→ Texto extraído:

Volvimos a darnos una vuelta por nuestro continente cinematográfico favorito, volvimos a los cines Girona de Barcelona para saber cómo les ha ido el curso a veintitantos países que quieren dejar de sonar exóticos, a destino cool de agencia de viajes casposa.
¿Y sabéis qué? Pues que este año fue pródigo en aciertos, en paraguas seguros (las premiadas de los Asian Film Awards minimizaron tardes con demasiados riesgos), rarezas revitalizantes y, en definitiva, un indudable incremento en el nivel medio de los filmes seleccionados. 131 nos siguen pareciendo demasiados, pero a veces olvidamos que esto no es sólo un festival para cinéfilos: las películas del AFFB buscan retratar realidades lejanas, radiografiar un cierto estado de ese mundo que va camino de convertirse en El mundo. Panorama, Discoveries, NETPAC y Especial siguen siendo secciones que se mueven entre lo urgente y lo perentorio, quizás demasiado atentas a una actualidad que no debería de convertirse en el único vector de referencia.

→ Objetivo del ejercicio:
Contesta estas preguntas a partir del texto extraído:
1. ¿A qué cines de Barcelona se volvió para el festival?
2. ¿Cuántas películas se consideran todavía demasiadas?
3. ¿Qué secciones se nombran?

→ Líneas proporcionadas:
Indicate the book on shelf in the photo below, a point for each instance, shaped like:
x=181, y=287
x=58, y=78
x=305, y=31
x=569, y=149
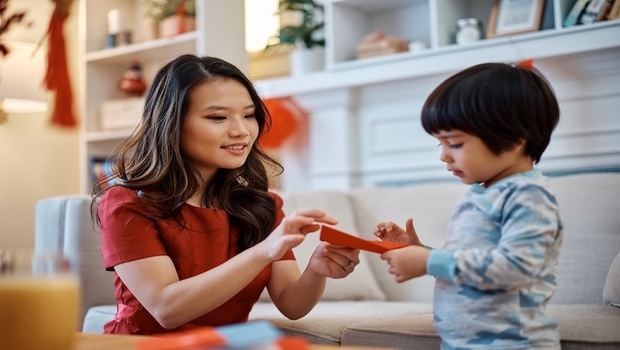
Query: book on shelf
x=591, y=11
x=605, y=12
x=101, y=168
x=614, y=11
x=574, y=14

→ Resultado del ejercicio:
1. A los cines Girona.
2. 131.
3. Panorama, Discoveries, NETPAC y Especial.